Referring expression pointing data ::
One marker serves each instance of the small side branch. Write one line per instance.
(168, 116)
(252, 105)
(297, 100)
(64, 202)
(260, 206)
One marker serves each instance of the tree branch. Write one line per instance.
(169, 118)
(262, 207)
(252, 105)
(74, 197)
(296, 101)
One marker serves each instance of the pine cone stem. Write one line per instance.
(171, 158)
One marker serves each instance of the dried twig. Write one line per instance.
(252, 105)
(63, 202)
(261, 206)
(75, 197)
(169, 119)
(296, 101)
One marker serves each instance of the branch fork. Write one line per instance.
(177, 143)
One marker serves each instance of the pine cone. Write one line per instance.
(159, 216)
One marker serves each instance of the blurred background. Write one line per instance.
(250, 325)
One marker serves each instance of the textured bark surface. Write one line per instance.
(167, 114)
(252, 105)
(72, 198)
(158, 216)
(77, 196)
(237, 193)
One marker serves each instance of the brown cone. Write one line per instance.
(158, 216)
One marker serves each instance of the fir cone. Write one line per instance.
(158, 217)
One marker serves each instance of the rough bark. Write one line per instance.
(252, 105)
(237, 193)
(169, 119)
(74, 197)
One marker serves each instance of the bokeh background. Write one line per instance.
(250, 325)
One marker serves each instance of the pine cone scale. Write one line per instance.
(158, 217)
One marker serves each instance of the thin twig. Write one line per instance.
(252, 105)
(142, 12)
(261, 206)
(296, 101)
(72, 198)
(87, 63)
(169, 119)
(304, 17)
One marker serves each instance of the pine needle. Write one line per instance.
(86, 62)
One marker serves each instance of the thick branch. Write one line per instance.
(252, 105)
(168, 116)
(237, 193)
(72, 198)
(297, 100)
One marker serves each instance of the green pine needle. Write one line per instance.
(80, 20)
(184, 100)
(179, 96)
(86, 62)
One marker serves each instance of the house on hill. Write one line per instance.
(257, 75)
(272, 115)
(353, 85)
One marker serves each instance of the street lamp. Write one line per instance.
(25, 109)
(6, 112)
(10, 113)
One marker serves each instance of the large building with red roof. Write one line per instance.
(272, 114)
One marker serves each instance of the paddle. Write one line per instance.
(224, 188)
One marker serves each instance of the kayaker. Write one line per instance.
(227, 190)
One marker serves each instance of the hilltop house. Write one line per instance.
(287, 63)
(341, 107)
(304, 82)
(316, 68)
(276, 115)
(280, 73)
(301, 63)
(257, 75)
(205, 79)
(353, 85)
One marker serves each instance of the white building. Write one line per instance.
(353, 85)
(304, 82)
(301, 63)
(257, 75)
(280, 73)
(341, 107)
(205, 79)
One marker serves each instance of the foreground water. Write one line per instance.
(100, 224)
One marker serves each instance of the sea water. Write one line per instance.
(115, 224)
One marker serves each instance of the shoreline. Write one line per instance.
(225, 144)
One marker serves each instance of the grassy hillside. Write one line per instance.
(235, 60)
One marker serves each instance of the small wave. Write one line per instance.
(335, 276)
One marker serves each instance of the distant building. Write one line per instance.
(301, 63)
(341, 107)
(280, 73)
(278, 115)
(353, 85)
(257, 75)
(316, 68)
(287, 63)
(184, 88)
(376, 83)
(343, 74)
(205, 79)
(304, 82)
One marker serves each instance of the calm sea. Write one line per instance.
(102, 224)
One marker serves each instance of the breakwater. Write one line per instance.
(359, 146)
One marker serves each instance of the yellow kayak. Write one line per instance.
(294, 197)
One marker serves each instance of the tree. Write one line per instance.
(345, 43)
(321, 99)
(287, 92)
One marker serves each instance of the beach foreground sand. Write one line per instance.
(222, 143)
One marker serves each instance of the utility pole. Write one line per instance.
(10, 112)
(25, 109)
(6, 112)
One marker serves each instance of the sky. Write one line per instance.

Required work ::
Please reproduce each entry above exactly as it reads.

Task answer ::
One marker serves each instance of the small side branch. Write one line per instance.
(168, 116)
(252, 105)
(297, 100)
(64, 202)
(260, 206)
One marker serves each instance of the tree branch. Write one line per instance.
(169, 118)
(262, 207)
(252, 105)
(74, 197)
(296, 101)
One marker serves each instance of the pine cone stem. Write one line per instance.
(171, 158)
One marker serves each instance of the dried twig. Write one line per instance.
(252, 105)
(63, 202)
(261, 206)
(75, 197)
(169, 119)
(296, 101)
One marker serves each instance of the branch fork. Write one line per instance.
(177, 143)
One marker serves each instance of the pine cone. Write one line per instance.
(159, 216)
One marker serves each instance of the blurred background. Write one line per instance.
(250, 325)
One marker serves each instance of the textured bark surface. Write one line per instance.
(167, 114)
(252, 105)
(72, 198)
(158, 216)
(77, 196)
(237, 193)
One marker serves each instance of the brown cone. Write one line per instance.
(158, 216)
One marker serves each instance of the fir cone. Write one line per instance.
(158, 217)
One marker serves each instance of the rough bark. Write one line per instance.
(252, 105)
(237, 193)
(169, 119)
(74, 197)
One marker serves each instance of the bokeh background. Write one line per instance.
(250, 325)
One marker serves each instance of the pine cone scale. Write one line per instance.
(158, 217)
One marker serves each instance of the thin twig. Write one line per instance.
(252, 105)
(142, 12)
(261, 206)
(296, 101)
(72, 198)
(87, 63)
(169, 119)
(304, 17)
One marker serves each instance of the pine needle. Write one line per instance.
(86, 62)
One marker serves each instance of the thick branch. Write one line per instance.
(252, 105)
(168, 116)
(237, 193)
(72, 198)
(297, 100)
One marker serves each instance of the green pine needle. Write one line per instance.
(80, 20)
(184, 100)
(179, 96)
(86, 62)
One marker serves each instance of the house on hill. Write one line per instance.
(257, 75)
(272, 115)
(353, 85)
One marker serves each instance of the street lamp. Write one line per instance.
(25, 109)
(6, 112)
(10, 113)
One marker serves each instance of the large building with red roof. Write one line per instance.
(272, 114)
One marker serves each instance of the paddle. Write one line per instance.
(224, 188)
One marker serves each instance of the kayaker. Write one line per instance.
(227, 190)
One marker serves each instance of the hilltop house. Write one line per instance.
(287, 63)
(341, 107)
(304, 82)
(316, 68)
(276, 115)
(280, 73)
(301, 63)
(257, 75)
(205, 79)
(353, 85)
One marker serves each instance of the white building. Write one line per instance.
(353, 85)
(304, 82)
(301, 63)
(257, 75)
(280, 73)
(341, 107)
(205, 79)
One marker serves each instance of the foreground water. Write one line per instance.
(100, 224)
One marker serves each instance of the sea water. Write one line per instance.
(115, 224)
One marker serves each instance of the shoreline. Write one line per instance.
(225, 144)
One marker serves each instance of the grassy hillside. Write one line per instance.
(235, 60)
One marker serves each instance of the small wave. Write one line per instance.
(335, 276)
One marker serves each instance of the distant building. Write one line per instance.
(301, 63)
(341, 107)
(280, 73)
(278, 115)
(353, 85)
(257, 75)
(316, 68)
(287, 63)
(184, 88)
(376, 83)
(343, 74)
(205, 79)
(304, 82)
One marker serves each instance of the calm sea. Write one line per instance.
(102, 224)
One marker serves each instance of the breakwater. Write one line per instance.
(359, 146)
One marker serves each instance of the yellow kayak. Write one line per instance.
(294, 197)
One marker serves each instance of the tree. Write one line per instance.
(345, 43)
(321, 99)
(287, 92)
One marker serves each instance of the beach foreground sand. Write one line per instance.
(222, 143)
One marker serves each instance of the utility pole. Write one line per instance.
(10, 112)
(25, 109)
(6, 112)
One marker serves each instance of the sky. Write one line per instance.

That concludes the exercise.